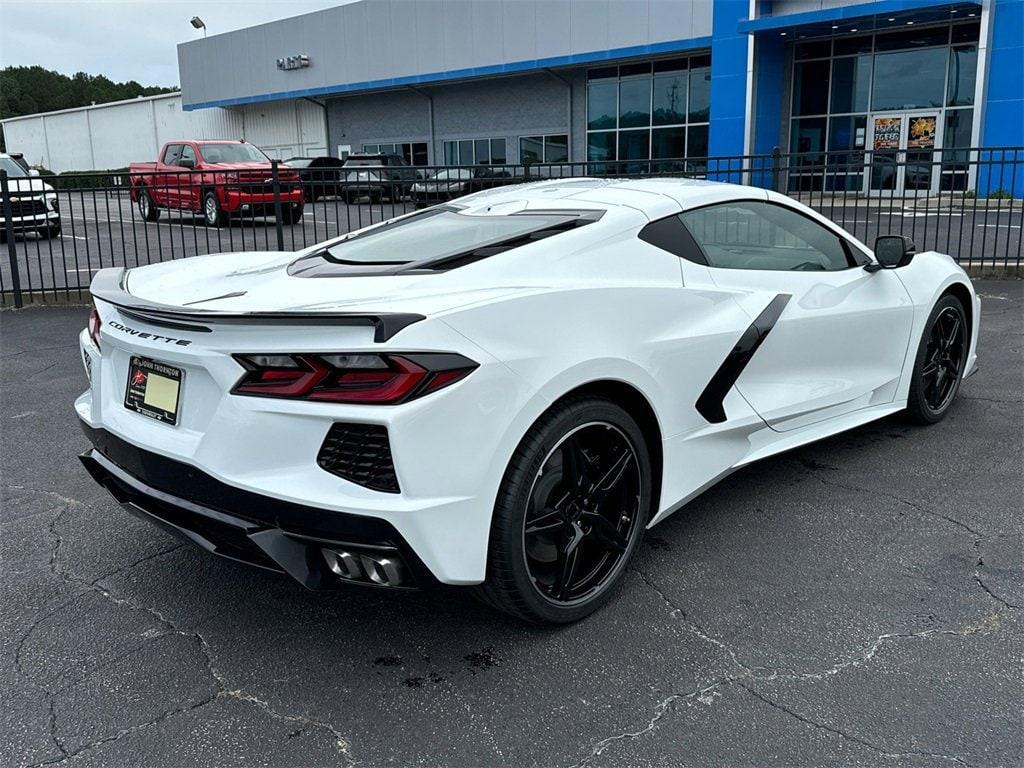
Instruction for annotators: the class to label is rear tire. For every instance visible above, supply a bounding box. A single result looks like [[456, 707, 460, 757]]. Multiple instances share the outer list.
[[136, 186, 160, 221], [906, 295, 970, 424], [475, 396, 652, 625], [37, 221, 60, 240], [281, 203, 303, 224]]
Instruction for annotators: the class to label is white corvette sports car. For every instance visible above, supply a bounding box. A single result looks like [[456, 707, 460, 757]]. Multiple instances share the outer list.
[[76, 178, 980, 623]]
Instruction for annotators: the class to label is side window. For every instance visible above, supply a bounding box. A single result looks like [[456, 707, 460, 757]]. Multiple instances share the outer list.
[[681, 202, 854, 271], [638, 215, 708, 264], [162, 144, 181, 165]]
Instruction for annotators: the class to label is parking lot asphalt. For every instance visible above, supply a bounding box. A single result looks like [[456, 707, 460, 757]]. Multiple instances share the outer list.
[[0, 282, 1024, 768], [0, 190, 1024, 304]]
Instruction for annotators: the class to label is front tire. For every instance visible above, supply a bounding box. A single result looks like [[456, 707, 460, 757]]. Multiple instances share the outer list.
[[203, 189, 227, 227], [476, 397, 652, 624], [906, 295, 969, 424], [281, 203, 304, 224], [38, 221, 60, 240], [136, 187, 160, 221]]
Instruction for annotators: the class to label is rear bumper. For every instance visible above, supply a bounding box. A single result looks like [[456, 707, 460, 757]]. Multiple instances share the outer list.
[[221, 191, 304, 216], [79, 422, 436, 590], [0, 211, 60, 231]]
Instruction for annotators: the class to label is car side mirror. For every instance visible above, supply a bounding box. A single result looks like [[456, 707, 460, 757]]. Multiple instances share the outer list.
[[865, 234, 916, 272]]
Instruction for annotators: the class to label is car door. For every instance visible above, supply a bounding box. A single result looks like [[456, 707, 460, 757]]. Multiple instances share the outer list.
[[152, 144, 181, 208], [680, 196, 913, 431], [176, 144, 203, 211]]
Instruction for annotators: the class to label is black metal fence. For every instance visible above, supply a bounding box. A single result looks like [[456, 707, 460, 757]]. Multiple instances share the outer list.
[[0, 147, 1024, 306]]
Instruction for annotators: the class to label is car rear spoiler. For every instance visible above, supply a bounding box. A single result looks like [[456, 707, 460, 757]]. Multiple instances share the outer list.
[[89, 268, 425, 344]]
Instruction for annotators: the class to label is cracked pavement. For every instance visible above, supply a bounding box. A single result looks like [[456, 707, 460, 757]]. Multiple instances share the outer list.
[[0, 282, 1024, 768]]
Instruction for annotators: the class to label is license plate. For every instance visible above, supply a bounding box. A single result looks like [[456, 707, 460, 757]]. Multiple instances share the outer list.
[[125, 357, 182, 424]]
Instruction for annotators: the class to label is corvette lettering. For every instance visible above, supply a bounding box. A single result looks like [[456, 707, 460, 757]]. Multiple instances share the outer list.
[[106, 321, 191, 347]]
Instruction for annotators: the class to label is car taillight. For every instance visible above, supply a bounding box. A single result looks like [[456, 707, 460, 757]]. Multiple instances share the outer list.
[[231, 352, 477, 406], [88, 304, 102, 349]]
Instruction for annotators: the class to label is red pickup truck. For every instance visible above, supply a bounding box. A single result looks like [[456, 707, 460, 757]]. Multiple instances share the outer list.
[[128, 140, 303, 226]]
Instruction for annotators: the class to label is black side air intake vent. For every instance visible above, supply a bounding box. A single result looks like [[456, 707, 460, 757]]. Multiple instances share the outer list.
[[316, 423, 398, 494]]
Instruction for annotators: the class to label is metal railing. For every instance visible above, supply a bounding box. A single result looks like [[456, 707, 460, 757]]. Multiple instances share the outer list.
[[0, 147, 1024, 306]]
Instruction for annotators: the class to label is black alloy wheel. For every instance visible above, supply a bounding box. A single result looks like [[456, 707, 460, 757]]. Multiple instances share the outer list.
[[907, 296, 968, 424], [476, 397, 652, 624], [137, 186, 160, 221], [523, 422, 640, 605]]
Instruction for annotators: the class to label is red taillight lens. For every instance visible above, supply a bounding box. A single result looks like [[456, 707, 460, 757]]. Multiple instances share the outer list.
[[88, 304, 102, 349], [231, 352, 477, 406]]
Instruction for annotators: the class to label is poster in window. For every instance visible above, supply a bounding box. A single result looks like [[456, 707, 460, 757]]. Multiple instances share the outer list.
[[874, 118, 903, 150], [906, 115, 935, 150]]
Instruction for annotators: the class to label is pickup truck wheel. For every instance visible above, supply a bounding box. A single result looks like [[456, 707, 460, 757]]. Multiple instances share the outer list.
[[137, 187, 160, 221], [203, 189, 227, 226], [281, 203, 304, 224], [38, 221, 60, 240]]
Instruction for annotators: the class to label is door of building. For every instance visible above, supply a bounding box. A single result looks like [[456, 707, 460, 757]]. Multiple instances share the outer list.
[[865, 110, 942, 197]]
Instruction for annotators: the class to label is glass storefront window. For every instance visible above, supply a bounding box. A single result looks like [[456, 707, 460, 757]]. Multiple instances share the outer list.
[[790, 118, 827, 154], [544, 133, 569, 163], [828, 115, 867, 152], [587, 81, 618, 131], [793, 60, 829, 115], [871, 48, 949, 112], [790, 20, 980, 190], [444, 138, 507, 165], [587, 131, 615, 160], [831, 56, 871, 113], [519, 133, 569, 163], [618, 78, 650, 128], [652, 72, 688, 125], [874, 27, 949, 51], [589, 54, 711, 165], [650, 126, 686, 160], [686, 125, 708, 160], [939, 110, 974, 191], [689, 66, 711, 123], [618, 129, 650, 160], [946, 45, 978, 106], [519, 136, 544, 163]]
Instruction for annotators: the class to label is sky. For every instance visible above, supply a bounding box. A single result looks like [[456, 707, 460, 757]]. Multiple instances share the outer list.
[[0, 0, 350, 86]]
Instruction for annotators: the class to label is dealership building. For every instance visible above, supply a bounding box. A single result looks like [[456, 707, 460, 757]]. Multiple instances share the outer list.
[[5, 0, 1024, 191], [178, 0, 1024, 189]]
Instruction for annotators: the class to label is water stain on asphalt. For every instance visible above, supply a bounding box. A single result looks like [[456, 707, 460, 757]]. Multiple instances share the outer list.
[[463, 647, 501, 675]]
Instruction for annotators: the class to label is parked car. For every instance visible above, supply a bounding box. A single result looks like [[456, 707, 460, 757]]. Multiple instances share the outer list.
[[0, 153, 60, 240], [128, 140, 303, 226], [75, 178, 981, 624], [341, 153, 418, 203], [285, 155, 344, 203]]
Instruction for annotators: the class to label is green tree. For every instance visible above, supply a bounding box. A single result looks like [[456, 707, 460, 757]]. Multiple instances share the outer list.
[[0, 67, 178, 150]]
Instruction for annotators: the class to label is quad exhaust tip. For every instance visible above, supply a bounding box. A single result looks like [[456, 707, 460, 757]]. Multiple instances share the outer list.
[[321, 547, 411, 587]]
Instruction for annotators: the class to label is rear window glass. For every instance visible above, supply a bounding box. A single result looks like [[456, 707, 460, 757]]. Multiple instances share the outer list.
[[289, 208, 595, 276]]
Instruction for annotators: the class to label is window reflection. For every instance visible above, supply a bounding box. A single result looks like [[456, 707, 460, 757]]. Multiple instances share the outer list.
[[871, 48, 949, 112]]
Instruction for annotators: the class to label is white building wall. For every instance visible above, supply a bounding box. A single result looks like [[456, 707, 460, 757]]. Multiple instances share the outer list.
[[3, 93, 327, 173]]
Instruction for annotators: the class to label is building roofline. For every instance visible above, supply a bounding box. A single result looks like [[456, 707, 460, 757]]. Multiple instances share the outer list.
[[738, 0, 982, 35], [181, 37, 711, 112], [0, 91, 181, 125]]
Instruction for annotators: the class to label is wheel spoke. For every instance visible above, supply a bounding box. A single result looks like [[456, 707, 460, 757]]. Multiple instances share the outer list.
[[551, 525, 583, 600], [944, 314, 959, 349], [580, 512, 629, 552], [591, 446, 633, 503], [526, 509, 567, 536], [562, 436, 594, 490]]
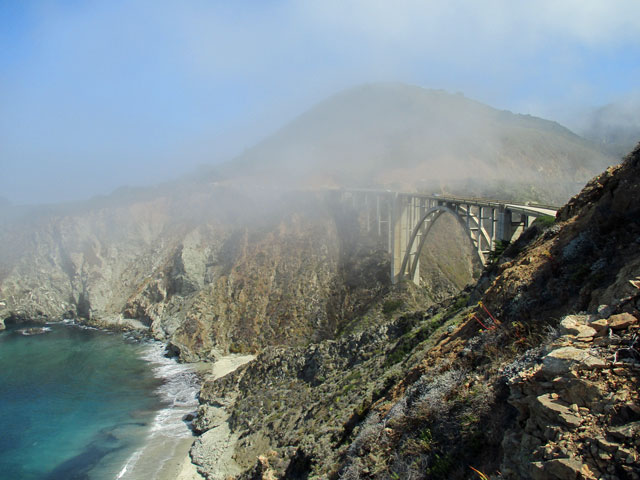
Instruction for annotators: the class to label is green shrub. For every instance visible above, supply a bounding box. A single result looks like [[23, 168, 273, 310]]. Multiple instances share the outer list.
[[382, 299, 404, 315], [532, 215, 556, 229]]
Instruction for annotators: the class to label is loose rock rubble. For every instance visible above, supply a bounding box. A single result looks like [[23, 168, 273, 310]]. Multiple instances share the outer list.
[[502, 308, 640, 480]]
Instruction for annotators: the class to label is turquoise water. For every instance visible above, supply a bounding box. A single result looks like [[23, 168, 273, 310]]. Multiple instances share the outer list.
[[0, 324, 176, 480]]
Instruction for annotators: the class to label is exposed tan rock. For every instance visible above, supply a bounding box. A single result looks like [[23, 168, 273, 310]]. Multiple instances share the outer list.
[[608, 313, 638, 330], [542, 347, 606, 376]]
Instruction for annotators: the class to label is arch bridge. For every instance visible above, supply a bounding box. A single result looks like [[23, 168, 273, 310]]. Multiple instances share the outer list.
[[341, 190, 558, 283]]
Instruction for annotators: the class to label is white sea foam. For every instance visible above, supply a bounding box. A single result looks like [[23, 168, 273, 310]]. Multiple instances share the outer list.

++++

» **Directions**:
Copy out again everything from the start of the rows above down to the line containing "203, 303, 224]]", including both ends, and leave out the pictures.

» **Exercise response**:
Instruction for annotators: the class to label is rear tire. For every instance visible above, supply a bounding box. A single result looks like [[456, 707, 460, 757]]. Multiple instances share the outer list.
[[136, 186, 160, 221], [906, 295, 970, 424], [475, 396, 652, 625], [37, 221, 60, 240], [281, 203, 303, 224]]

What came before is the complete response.